● Exercise description
Rewrite every line of the entries below as a Markdown table with the columns "Row" and "Line", numbering each row and leaving out any blank lines.

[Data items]
_ _ _
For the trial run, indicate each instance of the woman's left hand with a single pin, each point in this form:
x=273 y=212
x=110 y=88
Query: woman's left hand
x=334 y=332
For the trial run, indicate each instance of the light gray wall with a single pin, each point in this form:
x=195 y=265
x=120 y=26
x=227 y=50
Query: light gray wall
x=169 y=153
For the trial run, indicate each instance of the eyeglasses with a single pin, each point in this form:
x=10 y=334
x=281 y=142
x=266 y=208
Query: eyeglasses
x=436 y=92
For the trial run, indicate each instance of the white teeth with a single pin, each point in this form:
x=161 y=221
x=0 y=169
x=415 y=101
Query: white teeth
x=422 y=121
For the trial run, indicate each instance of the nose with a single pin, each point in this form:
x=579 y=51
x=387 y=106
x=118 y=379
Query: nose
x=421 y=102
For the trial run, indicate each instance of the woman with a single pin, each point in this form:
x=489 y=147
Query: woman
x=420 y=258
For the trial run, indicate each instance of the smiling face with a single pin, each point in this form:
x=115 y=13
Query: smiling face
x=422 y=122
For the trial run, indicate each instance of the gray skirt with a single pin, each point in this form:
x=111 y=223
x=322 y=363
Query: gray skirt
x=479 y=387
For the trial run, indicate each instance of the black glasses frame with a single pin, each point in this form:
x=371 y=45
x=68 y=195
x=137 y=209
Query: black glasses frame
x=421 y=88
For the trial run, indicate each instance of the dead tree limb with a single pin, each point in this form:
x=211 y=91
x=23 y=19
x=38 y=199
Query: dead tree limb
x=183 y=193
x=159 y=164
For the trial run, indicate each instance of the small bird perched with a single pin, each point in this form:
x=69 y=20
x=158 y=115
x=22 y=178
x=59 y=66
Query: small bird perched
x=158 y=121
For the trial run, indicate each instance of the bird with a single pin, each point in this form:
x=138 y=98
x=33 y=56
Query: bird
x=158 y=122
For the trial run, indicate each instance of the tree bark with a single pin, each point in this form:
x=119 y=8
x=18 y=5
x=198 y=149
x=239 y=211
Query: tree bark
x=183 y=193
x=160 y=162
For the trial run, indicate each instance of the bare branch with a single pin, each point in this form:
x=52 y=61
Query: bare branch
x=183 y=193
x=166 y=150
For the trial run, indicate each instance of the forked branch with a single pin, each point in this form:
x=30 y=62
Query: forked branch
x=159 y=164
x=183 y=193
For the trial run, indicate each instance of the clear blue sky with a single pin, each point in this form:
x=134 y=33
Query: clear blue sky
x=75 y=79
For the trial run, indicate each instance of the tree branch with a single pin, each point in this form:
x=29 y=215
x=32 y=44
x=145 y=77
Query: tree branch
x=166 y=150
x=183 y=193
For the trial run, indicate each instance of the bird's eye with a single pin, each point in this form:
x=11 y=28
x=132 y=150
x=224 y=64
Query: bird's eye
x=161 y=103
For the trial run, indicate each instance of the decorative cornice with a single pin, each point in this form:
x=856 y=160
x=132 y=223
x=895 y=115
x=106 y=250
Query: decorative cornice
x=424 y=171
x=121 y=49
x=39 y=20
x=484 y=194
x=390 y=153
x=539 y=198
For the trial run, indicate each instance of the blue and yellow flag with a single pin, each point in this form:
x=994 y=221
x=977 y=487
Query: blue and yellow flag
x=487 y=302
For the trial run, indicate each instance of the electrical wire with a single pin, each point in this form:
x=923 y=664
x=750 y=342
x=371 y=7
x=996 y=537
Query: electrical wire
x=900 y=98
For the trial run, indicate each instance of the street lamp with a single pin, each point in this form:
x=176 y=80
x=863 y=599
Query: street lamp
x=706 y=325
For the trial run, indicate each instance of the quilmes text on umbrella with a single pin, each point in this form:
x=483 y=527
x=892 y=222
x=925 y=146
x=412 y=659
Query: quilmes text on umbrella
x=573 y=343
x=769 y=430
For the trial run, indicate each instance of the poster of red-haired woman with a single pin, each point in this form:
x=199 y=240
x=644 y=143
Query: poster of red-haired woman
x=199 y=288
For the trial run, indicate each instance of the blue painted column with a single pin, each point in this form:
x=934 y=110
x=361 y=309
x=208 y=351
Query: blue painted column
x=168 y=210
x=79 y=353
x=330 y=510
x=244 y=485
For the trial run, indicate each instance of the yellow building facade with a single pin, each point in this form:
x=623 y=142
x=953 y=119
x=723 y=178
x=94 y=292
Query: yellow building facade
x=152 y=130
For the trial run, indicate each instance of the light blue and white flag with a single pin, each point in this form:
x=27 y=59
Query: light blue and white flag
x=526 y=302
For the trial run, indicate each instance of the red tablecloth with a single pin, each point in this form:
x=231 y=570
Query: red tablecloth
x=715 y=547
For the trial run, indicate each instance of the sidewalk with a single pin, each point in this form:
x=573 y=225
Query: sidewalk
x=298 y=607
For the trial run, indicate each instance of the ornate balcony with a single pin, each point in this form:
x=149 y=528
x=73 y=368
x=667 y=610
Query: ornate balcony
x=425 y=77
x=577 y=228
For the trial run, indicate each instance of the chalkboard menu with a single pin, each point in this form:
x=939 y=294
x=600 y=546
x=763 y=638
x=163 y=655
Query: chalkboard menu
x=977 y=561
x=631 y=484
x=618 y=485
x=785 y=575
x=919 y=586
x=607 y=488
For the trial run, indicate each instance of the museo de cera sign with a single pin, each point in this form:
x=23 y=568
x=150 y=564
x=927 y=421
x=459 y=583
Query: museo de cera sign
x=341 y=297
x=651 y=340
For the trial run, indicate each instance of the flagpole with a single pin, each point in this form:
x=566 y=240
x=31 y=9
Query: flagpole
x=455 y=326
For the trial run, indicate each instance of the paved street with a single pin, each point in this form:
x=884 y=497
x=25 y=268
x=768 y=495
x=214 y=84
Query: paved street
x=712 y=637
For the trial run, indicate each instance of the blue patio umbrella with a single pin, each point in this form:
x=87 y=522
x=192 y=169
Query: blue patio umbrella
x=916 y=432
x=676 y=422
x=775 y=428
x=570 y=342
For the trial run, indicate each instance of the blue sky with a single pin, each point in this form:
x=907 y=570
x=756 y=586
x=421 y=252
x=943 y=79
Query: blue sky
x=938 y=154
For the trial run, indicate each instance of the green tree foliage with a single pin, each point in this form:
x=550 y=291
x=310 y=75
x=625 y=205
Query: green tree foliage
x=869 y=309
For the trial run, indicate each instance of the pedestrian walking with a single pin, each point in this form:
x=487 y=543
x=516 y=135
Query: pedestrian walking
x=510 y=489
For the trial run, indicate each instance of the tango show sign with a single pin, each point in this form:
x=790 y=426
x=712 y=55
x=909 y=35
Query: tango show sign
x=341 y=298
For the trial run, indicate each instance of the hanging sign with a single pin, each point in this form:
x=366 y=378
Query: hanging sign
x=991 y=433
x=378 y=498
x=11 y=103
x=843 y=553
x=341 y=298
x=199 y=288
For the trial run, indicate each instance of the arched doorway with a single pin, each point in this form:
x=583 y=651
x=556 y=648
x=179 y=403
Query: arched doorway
_ _ _
● Solution to the problem
| Row | Line |
|---|---|
| 1 | For the trial run, indicate each instance of the woman's left hand with a single pin, each point in this form: |
| 2 | x=273 y=212 |
| 3 | x=110 y=88 |
| 4 | Query: woman's left hand |
| 5 | x=334 y=332 |
| 6 | For the trial run, indicate each instance of the light gray wall with a single pin, each point in this form: |
| 7 | x=195 y=265 |
| 8 | x=120 y=26 |
| 9 | x=227 y=50 |
| 10 | Query: light gray wall |
| 11 | x=169 y=153 |
| 12 | For the trial run, indicate each instance of the eyeglasses with a single pin, each point in this form: |
| 13 | x=10 y=334 |
| 14 | x=281 y=142 |
| 15 | x=266 y=208 |
| 16 | Query: eyeglasses |
| 17 | x=436 y=92 |
| 18 | For the trial run, indicate each instance of the white teeth with a single pin, each point in this form: |
| 19 | x=161 y=221 |
| 20 | x=0 y=169 |
| 21 | x=415 y=101 |
| 22 | Query: white teeth |
| 23 | x=422 y=121 |
| 24 | For the trial run, indicate each instance of the nose with a single pin, each point in this form: |
| 25 | x=579 y=51 |
| 26 | x=387 y=106 |
| 27 | x=118 y=379 |
| 28 | Query: nose |
| 29 | x=421 y=102 |
| 30 | For the trial run, indicate each instance of the woman with a single pin, each point in this form: |
| 31 | x=489 y=147 |
| 32 | Query: woman |
| 33 | x=420 y=258 |
| 34 | For the trial run, indicate each instance of the smiling face with a single pin, each point in this form: |
| 35 | x=115 y=13 |
| 36 | Query: smiling face |
| 37 | x=422 y=122 |
| 38 | For the trial run, indicate each instance of the gray skirt with a single pin, each point in this form: |
| 39 | x=111 y=223 |
| 40 | x=322 y=363 |
| 41 | Query: gray skirt |
| 42 | x=479 y=387 |
| 43 | For the trial run, indicate each instance of the black glasses frame with a single pin, each point in this form: |
| 44 | x=371 y=45 |
| 45 | x=68 y=195 |
| 46 | x=137 y=209 |
| 47 | Query: black glasses frame |
| 48 | x=421 y=88 |
| 49 | For the trial run, indicate each instance of the dead tree limb with a single pin, each point in this form: |
| 50 | x=211 y=91 |
| 51 | x=23 y=19 |
| 52 | x=38 y=199 |
| 53 | Query: dead tree limb |
| 54 | x=183 y=193 |
| 55 | x=159 y=164 |
| 56 | For the trial run, indicate each instance of the small bird perched with a single pin, each point in this form: |
| 57 | x=69 y=20 |
| 58 | x=158 y=115 |
| 59 | x=22 y=178 |
| 60 | x=59 y=66 |
| 61 | Query: small bird perched |
| 62 | x=158 y=121 |
| 63 | For the trial run, indicate each instance of the bird with a single pin, each point in this form: |
| 64 | x=138 y=98 |
| 65 | x=33 y=56 |
| 66 | Query: bird |
| 67 | x=158 y=122 |
| 68 | For the trial run, indicate each instance of the tree bark with a single pin, each point in this form: |
| 69 | x=119 y=8 |
| 70 | x=18 y=5 |
| 71 | x=198 y=149 |
| 72 | x=239 y=211 |
| 73 | Query: tree bark |
| 74 | x=183 y=193 |
| 75 | x=160 y=162 |
| 76 | For the trial run, indicate each instance of the bare branch with a single pin, each point in this form: |
| 77 | x=52 y=61 |
| 78 | Query: bare branch |
| 79 | x=183 y=193 |
| 80 | x=166 y=150 |
| 81 | For the trial run, indicate each instance of the forked branch with a single pin, each point in this form: |
| 82 | x=30 y=62 |
| 83 | Query: forked branch |
| 84 | x=159 y=164 |
| 85 | x=183 y=193 |
| 86 | For the trial run, indicate each instance of the clear blue sky with a single pin, each point in this form: |
| 87 | x=134 y=33 |
| 88 | Query: clear blue sky |
| 89 | x=75 y=79 |
| 90 | For the trial run, indicate each instance of the tree branch with a single pin, each point in this form: |
| 91 | x=29 y=215 |
| 92 | x=32 y=44 |
| 93 | x=145 y=77 |
| 94 | Query: tree branch |
| 95 | x=166 y=150 |
| 96 | x=183 y=193 |
| 97 | For the trial run, indicate each instance of the bird's eye with a single pin, each point in this form: |
| 98 | x=11 y=28 |
| 99 | x=132 y=150 |
| 100 | x=224 y=64 |
| 101 | Query: bird's eye |
| 102 | x=161 y=103 |
| 103 | For the trial run, indicate each instance of the decorative cornice with a single pin, each point in this form: |
| 104 | x=856 y=160 |
| 105 | x=132 y=223 |
| 106 | x=895 y=115 |
| 107 | x=106 y=250 |
| 108 | Query: decorative cornice |
| 109 | x=424 y=171 |
| 110 | x=121 y=49 |
| 111 | x=39 y=20 |
| 112 | x=484 y=194 |
| 113 | x=390 y=153 |
| 114 | x=539 y=198 |
| 115 | For the trial run, indicate each instance of the blue and yellow flag with a single pin, each point in this form: |
| 116 | x=994 y=221 |
| 117 | x=977 y=487 |
| 118 | Query: blue and yellow flag |
| 119 | x=487 y=302 |
| 120 | For the trial run, indicate each instance of the electrical wire with a single pin, each point in this form: |
| 121 | x=923 y=664 |
| 122 | x=750 y=342 |
| 123 | x=371 y=7 |
| 124 | x=996 y=537 |
| 125 | Query: electrical wire |
| 126 | x=900 y=98 |
| 127 | For the trial run, indicate each instance of the street lamp with a single pin, each point in this form: |
| 128 | x=176 y=80 |
| 129 | x=863 y=599 |
| 130 | Query: street lamp |
| 131 | x=706 y=325 |
| 132 | For the trial run, indicate each instance of the quilmes text on umbrella with a single pin, each point in this form: |
| 133 | x=483 y=527 |
| 134 | x=892 y=222 |
| 135 | x=925 y=146 |
| 136 | x=412 y=659 |
| 137 | Query: quilmes text on umbrella |
| 138 | x=573 y=343 |
| 139 | x=769 y=430 |
| 140 | For the trial run, indicate each instance of the poster of red-haired woman with a single pin, each point in this form: |
| 141 | x=199 y=240 |
| 142 | x=644 y=143 |
| 143 | Query: poster of red-haired woman |
| 144 | x=199 y=288 |
| 145 | For the trial run, indicate each instance of the blue painted column with a single pin, each point in this form: |
| 146 | x=934 y=110 |
| 147 | x=361 y=309 |
| 148 | x=208 y=351 |
| 149 | Query: blue painted column |
| 150 | x=168 y=210 |
| 151 | x=79 y=353 |
| 152 | x=330 y=510 |
| 153 | x=244 y=485 |
| 154 | For the trial run, indicate each instance of the yellow building facade with a single pin, each point in this form: |
| 155 | x=623 y=142 |
| 156 | x=953 y=119 |
| 157 | x=723 y=178 |
| 158 | x=94 y=292 |
| 159 | Query: yellow building facade |
| 160 | x=152 y=130 |
| 161 | For the trial run, indicate each instance of the light blue and white flag with a single pin, each point in this form: |
| 162 | x=27 y=59 |
| 163 | Query: light blue and white flag |
| 164 | x=526 y=302 |
| 165 | For the trial run, indicate each instance of the red tablecloth with a single pin, each point in this form: |
| 166 | x=231 y=570 |
| 167 | Query: red tablecloth |
| 168 | x=715 y=547 |
| 169 | For the trial run, indicate each instance of the sidewalk with a single pin, each point in this form: |
| 170 | x=573 y=225 |
| 171 | Query: sidewalk |
| 172 | x=298 y=607 |
| 173 | For the trial run, indicate each instance of the ornate balcony with a single pin, each point in this form: |
| 174 | x=149 y=528 |
| 175 | x=73 y=368 |
| 176 | x=667 y=610 |
| 177 | Query: ornate balcony |
| 178 | x=425 y=77 |
| 179 | x=577 y=228 |
| 180 | For the trial run, indicate each instance of the chalkboard menu with a single pin, each point in this form: |
| 181 | x=939 y=294 |
| 182 | x=600 y=546 |
| 183 | x=763 y=638 |
| 184 | x=163 y=655 |
| 185 | Query: chalkboard menu |
| 186 | x=977 y=561 |
| 187 | x=631 y=484 |
| 188 | x=618 y=485 |
| 189 | x=785 y=575 |
| 190 | x=919 y=586 |
| 191 | x=607 y=488 |
| 192 | For the trial run, indicate each instance of the museo de cera sign with a single pin, each point in this form: |
| 193 | x=23 y=568 |
| 194 | x=150 y=564 |
| 195 | x=927 y=421 |
| 196 | x=459 y=583 |
| 197 | Query: museo de cera sign |
| 198 | x=341 y=297 |
| 199 | x=651 y=340 |
| 200 | For the trial run, indicate each instance of the flagpole with a single pin, each point in this form: |
| 201 | x=566 y=240 |
| 202 | x=31 y=9 |
| 203 | Query: flagpole |
| 204 | x=455 y=326 |
| 205 | For the trial run, indicate each instance of the paved street with a single pin, each point in this form: |
| 206 | x=884 y=497 |
| 207 | x=25 y=268 |
| 208 | x=768 y=495 |
| 209 | x=214 y=84 |
| 210 | Query: paved street |
| 211 | x=712 y=637 |
| 212 | For the trial run, indicate each instance of the blue patio umbrella with a single pin, each point in this form: |
| 213 | x=87 y=522 |
| 214 | x=192 y=169 |
| 215 | Query: blue patio umbrella |
| 216 | x=916 y=432 |
| 217 | x=676 y=422 |
| 218 | x=775 y=428 |
| 219 | x=570 y=342 |
| 220 | For the trial run, indicate each instance of the blue sky with a single pin, each point in this form: |
| 221 | x=907 y=570 |
| 222 | x=756 y=586 |
| 223 | x=421 y=252 |
| 224 | x=943 y=79 |
| 225 | Query: blue sky |
| 226 | x=938 y=154 |
| 227 | For the trial run, indicate each instance of the green tree foliage with a single pin, each point in this form: |
| 228 | x=550 y=291 |
| 229 | x=310 y=75 |
| 230 | x=625 y=205 |
| 231 | Query: green tree foliage |
| 232 | x=869 y=309 |
| 233 | For the trial run, indicate each instance of the pedestrian walking with a single pin, each point in this form: |
| 234 | x=487 y=543 |
| 235 | x=516 y=135 |
| 236 | Query: pedestrian walking |
| 237 | x=510 y=489 |
| 238 | For the trial run, indicate each instance of the tango show sign with a single pin, each point in this form: |
| 239 | x=790 y=426 |
| 240 | x=712 y=55 |
| 241 | x=909 y=35 |
| 242 | Query: tango show sign |
| 243 | x=341 y=298 |
| 244 | For the trial run, indicate each instance of the hanging sign with a single pin, each point in this form: |
| 245 | x=366 y=378 |
| 246 | Query: hanging sign |
| 247 | x=991 y=433 |
| 248 | x=378 y=498 |
| 249 | x=11 y=103 |
| 250 | x=843 y=553 |
| 251 | x=341 y=298 |
| 252 | x=199 y=288 |
| 253 | For the trial run, indicate each instance of the arched doorway with a single pin, each point in this form: |
| 254 | x=583 y=651 |
| 255 | x=556 y=648 |
| 256 | x=179 y=403 |
| 257 | Query: arched doorway |